--- EXERCISE PROMPT ---
Copy the data word for word, starting at the very beginning and ending with the line that contains "[160, 228, 309, 336]", with both of those lines included.
++++++++++
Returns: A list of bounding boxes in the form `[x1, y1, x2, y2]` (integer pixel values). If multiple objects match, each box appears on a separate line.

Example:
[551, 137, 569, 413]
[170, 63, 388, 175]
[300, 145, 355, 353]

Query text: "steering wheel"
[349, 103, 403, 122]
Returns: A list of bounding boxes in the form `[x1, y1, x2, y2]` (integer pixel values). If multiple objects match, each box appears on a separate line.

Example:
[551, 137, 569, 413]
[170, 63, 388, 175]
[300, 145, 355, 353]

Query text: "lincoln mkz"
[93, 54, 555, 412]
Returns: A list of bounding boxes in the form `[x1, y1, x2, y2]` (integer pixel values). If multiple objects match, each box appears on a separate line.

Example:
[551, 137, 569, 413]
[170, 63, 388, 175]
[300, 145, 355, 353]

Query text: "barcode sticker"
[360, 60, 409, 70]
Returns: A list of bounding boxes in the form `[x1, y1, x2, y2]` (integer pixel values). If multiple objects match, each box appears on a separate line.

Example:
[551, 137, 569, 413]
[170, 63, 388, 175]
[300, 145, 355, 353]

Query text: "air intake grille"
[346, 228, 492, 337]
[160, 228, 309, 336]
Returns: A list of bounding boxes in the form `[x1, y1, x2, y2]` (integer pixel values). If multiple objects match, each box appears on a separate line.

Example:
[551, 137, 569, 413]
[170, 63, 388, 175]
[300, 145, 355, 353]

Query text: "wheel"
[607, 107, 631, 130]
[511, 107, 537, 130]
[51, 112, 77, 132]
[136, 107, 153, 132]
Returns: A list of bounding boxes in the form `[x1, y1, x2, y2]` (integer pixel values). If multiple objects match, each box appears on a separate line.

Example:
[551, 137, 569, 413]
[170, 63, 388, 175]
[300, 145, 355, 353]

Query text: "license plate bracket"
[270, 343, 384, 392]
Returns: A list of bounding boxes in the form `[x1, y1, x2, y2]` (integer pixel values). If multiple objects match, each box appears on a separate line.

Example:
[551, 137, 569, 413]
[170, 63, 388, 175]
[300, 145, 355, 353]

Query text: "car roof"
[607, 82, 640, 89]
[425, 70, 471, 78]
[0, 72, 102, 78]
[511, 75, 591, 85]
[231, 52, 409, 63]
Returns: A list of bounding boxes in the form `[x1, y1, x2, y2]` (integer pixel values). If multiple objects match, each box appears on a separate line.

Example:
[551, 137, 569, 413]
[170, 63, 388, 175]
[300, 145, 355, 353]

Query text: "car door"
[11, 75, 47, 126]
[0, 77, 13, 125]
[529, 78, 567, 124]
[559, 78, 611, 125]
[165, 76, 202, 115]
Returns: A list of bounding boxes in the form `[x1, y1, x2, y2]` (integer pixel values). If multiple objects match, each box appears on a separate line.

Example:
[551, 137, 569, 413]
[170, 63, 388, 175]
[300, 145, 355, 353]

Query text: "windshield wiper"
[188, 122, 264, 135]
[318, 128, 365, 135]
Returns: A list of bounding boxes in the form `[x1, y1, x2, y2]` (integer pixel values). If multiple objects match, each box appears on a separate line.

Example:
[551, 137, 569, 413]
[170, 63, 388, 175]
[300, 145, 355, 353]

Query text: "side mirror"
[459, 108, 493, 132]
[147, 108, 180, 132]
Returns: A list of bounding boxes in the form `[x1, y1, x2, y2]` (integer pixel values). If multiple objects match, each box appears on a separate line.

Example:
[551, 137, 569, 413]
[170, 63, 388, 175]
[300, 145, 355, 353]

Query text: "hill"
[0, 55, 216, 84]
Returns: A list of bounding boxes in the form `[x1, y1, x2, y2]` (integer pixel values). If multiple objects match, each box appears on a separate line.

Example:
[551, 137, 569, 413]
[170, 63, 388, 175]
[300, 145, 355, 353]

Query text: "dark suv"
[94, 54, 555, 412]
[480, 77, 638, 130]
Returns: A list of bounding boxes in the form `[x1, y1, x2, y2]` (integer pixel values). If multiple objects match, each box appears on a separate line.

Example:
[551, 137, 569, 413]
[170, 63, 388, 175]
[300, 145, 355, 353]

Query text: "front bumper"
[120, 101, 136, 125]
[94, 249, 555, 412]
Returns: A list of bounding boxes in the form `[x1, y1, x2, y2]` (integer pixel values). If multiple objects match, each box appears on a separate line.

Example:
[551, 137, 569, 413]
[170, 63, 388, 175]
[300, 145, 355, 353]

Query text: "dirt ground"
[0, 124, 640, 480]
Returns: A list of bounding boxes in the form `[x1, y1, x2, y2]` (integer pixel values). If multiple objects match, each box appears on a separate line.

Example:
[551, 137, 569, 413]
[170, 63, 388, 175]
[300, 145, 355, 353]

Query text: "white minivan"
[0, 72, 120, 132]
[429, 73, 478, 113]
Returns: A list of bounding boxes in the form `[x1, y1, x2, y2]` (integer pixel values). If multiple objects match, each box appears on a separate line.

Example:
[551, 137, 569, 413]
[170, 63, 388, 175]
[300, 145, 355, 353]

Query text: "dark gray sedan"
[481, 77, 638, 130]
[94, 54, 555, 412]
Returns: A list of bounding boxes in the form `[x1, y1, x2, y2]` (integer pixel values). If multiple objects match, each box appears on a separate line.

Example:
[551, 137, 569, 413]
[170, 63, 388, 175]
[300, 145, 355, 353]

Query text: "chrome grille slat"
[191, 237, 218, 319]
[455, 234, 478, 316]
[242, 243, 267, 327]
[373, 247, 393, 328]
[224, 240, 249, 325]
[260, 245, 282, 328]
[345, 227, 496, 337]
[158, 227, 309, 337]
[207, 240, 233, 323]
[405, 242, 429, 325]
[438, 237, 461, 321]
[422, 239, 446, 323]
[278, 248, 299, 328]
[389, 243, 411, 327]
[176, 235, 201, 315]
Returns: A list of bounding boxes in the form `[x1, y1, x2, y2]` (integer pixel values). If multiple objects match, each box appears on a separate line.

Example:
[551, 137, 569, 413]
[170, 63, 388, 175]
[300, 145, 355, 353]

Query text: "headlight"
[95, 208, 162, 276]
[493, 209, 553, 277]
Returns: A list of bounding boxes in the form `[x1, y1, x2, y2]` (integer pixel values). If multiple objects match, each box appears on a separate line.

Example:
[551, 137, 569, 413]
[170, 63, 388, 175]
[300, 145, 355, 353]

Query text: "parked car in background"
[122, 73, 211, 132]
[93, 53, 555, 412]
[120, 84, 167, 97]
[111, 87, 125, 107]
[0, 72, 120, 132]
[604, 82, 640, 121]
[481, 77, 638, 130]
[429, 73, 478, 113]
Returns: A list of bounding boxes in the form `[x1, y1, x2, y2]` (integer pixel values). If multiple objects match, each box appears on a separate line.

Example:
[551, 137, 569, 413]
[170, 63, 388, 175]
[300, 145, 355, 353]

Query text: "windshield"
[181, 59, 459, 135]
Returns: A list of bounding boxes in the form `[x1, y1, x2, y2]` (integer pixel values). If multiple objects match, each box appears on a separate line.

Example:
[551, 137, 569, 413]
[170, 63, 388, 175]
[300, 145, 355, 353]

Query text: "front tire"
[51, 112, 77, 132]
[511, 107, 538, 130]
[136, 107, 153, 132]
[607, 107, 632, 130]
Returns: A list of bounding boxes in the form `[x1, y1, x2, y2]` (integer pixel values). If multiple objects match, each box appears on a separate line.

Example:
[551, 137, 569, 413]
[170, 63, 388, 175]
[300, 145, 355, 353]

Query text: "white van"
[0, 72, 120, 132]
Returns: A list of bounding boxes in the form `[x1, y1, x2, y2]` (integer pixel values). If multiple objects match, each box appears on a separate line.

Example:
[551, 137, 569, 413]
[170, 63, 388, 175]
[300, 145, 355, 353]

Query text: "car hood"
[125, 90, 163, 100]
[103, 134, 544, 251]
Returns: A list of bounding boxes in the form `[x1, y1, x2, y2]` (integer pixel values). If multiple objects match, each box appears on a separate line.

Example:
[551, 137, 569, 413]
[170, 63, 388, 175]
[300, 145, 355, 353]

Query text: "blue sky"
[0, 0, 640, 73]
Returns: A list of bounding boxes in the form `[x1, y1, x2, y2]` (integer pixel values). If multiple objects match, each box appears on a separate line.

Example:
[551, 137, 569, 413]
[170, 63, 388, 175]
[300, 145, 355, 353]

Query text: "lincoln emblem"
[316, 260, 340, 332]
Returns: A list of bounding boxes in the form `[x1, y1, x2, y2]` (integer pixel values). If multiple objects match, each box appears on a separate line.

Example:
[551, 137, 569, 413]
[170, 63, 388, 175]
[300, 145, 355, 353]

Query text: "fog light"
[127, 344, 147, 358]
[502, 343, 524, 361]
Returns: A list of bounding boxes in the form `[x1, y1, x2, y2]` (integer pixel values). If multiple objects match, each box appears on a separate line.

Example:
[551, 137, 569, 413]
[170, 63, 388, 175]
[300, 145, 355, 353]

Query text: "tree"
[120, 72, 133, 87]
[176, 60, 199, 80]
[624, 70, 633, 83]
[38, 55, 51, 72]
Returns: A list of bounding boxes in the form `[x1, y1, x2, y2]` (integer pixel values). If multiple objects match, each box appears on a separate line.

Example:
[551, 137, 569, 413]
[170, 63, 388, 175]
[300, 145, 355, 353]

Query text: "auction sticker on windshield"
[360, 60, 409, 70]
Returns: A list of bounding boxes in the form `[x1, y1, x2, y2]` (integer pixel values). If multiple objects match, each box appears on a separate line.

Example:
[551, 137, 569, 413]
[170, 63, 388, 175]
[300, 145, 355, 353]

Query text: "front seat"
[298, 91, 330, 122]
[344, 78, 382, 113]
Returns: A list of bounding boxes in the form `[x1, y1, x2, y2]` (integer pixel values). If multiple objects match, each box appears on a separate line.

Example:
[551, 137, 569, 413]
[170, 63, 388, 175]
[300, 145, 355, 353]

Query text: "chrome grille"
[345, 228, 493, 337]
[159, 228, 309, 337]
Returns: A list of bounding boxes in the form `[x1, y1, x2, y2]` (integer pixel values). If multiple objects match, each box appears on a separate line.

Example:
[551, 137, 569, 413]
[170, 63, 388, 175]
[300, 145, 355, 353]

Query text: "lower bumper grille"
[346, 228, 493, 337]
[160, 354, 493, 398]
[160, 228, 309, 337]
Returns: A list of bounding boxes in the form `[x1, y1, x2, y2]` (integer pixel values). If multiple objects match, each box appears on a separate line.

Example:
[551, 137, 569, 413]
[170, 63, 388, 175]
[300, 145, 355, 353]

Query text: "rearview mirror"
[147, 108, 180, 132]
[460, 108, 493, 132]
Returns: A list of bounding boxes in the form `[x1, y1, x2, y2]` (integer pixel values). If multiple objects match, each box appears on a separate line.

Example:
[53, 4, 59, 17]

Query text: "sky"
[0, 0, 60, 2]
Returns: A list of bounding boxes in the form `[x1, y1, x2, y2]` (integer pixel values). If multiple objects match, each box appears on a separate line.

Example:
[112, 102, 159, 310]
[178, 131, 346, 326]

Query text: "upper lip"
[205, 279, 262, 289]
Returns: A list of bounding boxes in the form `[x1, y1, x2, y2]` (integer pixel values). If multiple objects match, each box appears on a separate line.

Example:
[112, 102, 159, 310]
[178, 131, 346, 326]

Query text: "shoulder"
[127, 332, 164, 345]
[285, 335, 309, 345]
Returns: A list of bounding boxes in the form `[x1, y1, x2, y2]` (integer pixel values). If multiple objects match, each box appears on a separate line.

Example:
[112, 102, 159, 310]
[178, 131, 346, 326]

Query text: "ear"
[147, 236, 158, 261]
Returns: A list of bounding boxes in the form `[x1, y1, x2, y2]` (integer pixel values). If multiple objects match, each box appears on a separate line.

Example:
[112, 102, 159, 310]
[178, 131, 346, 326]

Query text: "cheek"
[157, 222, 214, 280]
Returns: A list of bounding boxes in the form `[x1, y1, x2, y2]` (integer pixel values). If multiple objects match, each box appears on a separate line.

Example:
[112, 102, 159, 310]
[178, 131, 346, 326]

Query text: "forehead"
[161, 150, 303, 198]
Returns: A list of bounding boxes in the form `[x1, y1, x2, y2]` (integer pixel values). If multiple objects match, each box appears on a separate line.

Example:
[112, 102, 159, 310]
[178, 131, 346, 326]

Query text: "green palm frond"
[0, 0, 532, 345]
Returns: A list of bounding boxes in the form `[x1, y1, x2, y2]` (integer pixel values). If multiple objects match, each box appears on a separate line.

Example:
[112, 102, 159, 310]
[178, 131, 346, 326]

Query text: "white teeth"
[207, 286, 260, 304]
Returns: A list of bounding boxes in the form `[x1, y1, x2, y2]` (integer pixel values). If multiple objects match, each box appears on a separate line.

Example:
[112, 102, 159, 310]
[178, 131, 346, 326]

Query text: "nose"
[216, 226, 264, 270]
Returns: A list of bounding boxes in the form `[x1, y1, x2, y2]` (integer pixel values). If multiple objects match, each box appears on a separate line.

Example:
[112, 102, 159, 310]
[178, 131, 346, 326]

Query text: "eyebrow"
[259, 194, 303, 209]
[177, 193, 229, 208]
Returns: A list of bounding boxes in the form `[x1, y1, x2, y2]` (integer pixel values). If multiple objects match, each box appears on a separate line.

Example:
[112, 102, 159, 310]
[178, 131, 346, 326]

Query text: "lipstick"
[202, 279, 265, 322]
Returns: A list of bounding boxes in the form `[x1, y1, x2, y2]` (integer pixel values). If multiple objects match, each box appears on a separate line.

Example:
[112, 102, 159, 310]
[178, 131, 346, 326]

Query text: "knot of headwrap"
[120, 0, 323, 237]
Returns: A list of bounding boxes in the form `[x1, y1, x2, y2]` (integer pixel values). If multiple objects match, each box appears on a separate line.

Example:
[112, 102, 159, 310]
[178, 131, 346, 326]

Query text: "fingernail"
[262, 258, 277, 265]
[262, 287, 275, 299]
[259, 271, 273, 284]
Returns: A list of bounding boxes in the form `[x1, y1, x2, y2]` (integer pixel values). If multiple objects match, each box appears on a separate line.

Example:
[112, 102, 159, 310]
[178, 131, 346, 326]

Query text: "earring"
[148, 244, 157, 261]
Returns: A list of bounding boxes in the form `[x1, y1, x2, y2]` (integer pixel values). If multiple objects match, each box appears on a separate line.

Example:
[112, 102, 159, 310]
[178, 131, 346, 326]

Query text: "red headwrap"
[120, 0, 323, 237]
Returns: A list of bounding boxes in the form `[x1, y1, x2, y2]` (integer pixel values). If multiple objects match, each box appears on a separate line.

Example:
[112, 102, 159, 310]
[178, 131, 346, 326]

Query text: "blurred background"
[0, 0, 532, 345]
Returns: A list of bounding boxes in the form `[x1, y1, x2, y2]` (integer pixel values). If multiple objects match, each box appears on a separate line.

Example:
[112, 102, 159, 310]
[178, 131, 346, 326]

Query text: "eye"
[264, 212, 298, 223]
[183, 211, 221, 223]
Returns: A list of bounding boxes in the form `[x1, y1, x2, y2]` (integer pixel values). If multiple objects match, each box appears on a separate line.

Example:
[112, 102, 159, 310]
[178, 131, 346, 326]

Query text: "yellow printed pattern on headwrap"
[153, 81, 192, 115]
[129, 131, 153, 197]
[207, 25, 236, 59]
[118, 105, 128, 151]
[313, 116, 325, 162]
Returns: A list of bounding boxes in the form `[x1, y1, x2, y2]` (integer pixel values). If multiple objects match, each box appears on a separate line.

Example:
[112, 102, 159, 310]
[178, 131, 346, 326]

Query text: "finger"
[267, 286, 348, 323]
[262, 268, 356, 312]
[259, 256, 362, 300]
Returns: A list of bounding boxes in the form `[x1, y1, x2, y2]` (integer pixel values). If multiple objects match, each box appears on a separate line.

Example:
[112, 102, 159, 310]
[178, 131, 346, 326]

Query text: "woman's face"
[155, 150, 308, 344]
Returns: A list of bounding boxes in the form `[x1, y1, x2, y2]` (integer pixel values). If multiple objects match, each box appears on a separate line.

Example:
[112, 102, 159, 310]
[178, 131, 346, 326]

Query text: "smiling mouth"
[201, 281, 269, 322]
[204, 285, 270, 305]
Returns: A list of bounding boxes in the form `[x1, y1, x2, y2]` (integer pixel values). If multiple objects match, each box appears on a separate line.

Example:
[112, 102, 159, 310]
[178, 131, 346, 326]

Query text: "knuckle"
++++++++++
--- OUTPUT BELOW ---
Returns: A list of bounding boxes in the form `[x1, y1, x2, y2]` (integer pixel values). If multiple objects match, each box appears on a separate line.

Example:
[551, 137, 569, 413]
[170, 63, 388, 175]
[300, 145, 355, 353]

Query text: "steering wheel"
[349, 103, 403, 122]
Returns: A list of bounding boxes in the form `[x1, y1, x2, y2]` (integer pixel values). If multiple objects match, each box appears on a separate line.

Example:
[551, 137, 569, 413]
[170, 63, 388, 175]
[300, 145, 355, 353]

Query text: "lincoln mkz"
[93, 54, 555, 412]
Returns: A list of bounding boxes in the form `[x1, y1, x2, y2]` (integer pixel values). If multiple objects match, each box appears on a separate line.

Example:
[551, 137, 569, 413]
[170, 63, 388, 175]
[300, 145, 355, 353]

Query text: "barcode sticker"
[360, 60, 409, 70]
Returns: A list of bounding boxes in the form `[x1, y1, x2, y2]` (integer pixel values). If multiple objects match, each box appears on a separate line.

Example:
[551, 137, 569, 413]
[170, 63, 388, 175]
[300, 145, 355, 353]

Query text: "air intake grille"
[346, 228, 492, 337]
[160, 228, 309, 336]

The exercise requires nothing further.